● **Task 1**
Could you transcribe the stretch from "Still, she said, Franklin" through "was her daughter." in the article about Franklin and his daughter Lori?
● **Task 2**
Can you pick up the article about Franklin and his daughter Lori after its final sentence and carry it forward?

● **Provided passage**
--------------------
But there was no doubt that he wanted to live, even if that meant spending the rest of his days locked up alone in a cell in solitary confinement as he had been for his own protection for most of his three decades behind bars. He was stabbed 15 times in a federal prison in Illinois by a group of black inmates in 1982, trying to carry out an execution of their own.
A HEARSE IN THE COUNTRY
Franklin crisscrossed the country, randomly killing strangers for three years before he was captured in 1980. He left behind dozens of grieving family members. He also left behind a tiny victim of his madness named Lori, his only child.
Lori has been haunted by her father’s absence and his deeds all of her own troubled life. “He had a problem with alcohol, I have a problem with alcohol,” she said. “It’s in the genes.”
Lori was 1 year old when Franklin was arrested. “I knew he was in prison for killing blacks,” Lori told Hatewatch, wiping away tears as she picked at her lunch recently. “I didn’t know how many. I didn’t know any details until I got to be 18. Then I looked it up for myself.”
Lori said she has never hugged her father or seen him in person since his arrest. She has seen him several times on television programs about notorious serial killers. She said she meant to visit her father in prison over the years, “but something always came up.”
Franklin said he put his daughter on the list of five friends and family members he is allowed to invite to witness his execution. But Lori said she would not and could not go – emotionally or financially. “We’re about as poor as you can get,” she said.
Still, she said, Franklin did his best to stay in touch through letters and telephone calls when she was growing up. She said he often sent her money when he had a prison job before he was sent to death row in 1997. “Despite him being in prison all this time, he really tried being a dad as best he could,” she said. “A lot of guys don’t even do that and they’re out here.”
Lori said she loved her father and was praying for a miracle, that his life would be spared, at least long enough for him to meet his great granddaughter through the thick glass of a prison visiting room. Lori was a teenage mother and so was her daughter.
About a week before Franklin’s scheduled execution, Lori talked with her father on the telephone for the first time in nearly two years. She said he was “becoming too crazy” in solitary confinement and “I needed to keep my distance.”
--------------------
● **Exercise data**

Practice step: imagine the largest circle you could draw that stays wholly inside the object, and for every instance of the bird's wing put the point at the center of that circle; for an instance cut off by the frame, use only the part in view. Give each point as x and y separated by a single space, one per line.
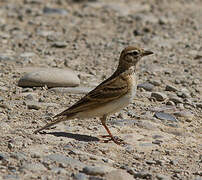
111 89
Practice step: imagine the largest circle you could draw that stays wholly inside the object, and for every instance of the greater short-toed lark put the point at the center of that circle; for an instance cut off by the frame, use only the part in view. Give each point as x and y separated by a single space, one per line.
110 96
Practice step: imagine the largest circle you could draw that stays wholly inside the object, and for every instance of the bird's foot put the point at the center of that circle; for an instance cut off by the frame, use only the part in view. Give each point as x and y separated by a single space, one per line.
115 139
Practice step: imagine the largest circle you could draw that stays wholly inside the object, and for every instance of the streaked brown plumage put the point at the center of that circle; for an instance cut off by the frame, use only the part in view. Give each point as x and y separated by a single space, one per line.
110 96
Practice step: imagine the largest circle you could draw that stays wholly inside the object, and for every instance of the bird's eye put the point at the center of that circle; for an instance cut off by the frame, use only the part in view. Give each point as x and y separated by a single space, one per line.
135 53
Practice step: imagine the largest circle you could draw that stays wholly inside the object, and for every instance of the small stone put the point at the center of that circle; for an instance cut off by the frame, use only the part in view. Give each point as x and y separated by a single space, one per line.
150 162
118 175
27 55
165 116
50 77
33 105
95 178
6 58
199 105
3 157
19 156
146 124
170 103
186 114
144 175
80 176
30 97
162 177
59 44
34 167
175 99
146 86
171 88
158 96
183 94
11 177
92 170
57 170
155 82
48 10
60 158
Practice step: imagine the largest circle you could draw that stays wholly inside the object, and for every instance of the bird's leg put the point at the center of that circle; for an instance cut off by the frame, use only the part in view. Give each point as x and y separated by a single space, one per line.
115 139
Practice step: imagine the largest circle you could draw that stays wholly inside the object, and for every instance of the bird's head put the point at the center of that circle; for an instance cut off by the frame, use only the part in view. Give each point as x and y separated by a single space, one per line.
131 55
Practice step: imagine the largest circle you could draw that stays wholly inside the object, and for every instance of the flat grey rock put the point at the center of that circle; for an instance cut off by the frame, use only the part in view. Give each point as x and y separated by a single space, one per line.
119 175
93 170
48 10
165 116
159 96
34 167
146 86
50 77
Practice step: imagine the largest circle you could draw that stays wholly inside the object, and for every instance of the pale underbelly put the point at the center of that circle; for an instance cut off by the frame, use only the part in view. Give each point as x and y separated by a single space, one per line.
108 108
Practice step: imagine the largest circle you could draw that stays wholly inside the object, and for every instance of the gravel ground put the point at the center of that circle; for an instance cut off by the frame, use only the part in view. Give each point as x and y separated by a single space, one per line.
163 125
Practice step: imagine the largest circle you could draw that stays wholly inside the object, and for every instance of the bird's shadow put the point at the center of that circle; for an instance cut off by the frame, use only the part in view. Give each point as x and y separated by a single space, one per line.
78 137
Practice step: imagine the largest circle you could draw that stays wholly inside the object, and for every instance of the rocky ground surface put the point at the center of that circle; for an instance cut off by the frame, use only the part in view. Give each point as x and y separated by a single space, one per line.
83 40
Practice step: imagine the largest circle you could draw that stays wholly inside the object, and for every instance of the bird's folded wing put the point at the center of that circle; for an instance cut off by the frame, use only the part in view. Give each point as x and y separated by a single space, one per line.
109 90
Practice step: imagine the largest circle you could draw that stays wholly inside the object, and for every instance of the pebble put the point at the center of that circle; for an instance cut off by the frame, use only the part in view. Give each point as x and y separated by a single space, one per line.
143 175
158 96
175 99
165 116
3 157
155 82
11 177
119 175
50 77
33 105
146 124
199 105
186 114
48 10
123 122
59 44
27 55
183 94
93 170
162 177
34 167
150 162
6 58
75 90
80 176
60 158
171 88
18 156
58 170
146 86
95 178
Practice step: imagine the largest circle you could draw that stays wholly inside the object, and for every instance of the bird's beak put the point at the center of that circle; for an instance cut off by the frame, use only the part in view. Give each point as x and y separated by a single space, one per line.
146 53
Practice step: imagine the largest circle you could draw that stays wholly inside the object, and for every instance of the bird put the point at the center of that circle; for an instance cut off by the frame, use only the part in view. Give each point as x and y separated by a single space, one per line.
110 96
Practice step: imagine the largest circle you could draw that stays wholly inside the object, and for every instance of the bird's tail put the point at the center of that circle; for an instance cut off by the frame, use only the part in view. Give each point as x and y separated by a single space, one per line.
59 119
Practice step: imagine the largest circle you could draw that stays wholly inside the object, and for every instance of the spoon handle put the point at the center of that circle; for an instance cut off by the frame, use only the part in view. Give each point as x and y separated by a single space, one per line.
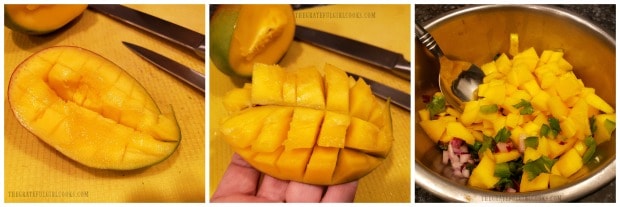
--------------------
● **Written response 1**
Still, she said, Franklin did his best to stay in touch through letters and telephone calls when she was growing up. She said he often sent her money when he had a prison job before he was sent to death row in 1997. “Despite him being in prison all this time, he really tried being a dad as best he could,” she said. “A lot of guys don’t even do that and they’re out here.”
Lori said she loved her father and was praying for a miracle, that his life would be spared, at least long enough for him to meet his great granddaughter through the thick glass of a prison visiting room. Lori was a teenage mother and so was her daughter.

● **Written response 2**
But time was running out. When he called, she answered.
“The first time I ever heard him laugh was yesterday in my whole life,” she said. “He apologized for not being a good father to me and asked me to please forgive him. Of course, I said yes.”
Still, Lori has kept who her father was a secret from almost everyone she knows.
“When I was in school everybody would ask me about my dad and I’d lie,” she said. “That’s when he was locked up in Illinois. I’d say he was a businessman in Illinois. Only a few choice friends know about my daddy, a couple of them are black. I used to think there was something wrong with me because I had his blood in me. Sometimes I still think that. I told a black friend several years ago. I asked him if he thought any different about me. He said, ‘No, you didn’t do it.’”
The other day, Lori announced on her Facebook page who her father is. She is tired of hiding. She is tired of being one of Joseph Paul Franklin’s victims.
“I pray for my daddy,” she said. “That’s all I can do.”
Lori’s father spent most of the last 15 years in the Potosi Correctional Center in Missouri until he was moved to the death house at Bonne Terre on Oct. 23. Franklin was shackled from his ankles to his waist to his wrists and loaded into the back of a police car for the 12-mile trip.
“Talk about enjoying the ride,” he said. “To see the farms, the bars, the horses, the cows; it was just great to see the countryside. It just gives you a feeling you’re in the free world again just for a few minutes.”
His next drive through the Missouri countryside will undoubtedly be in the back of a hearse.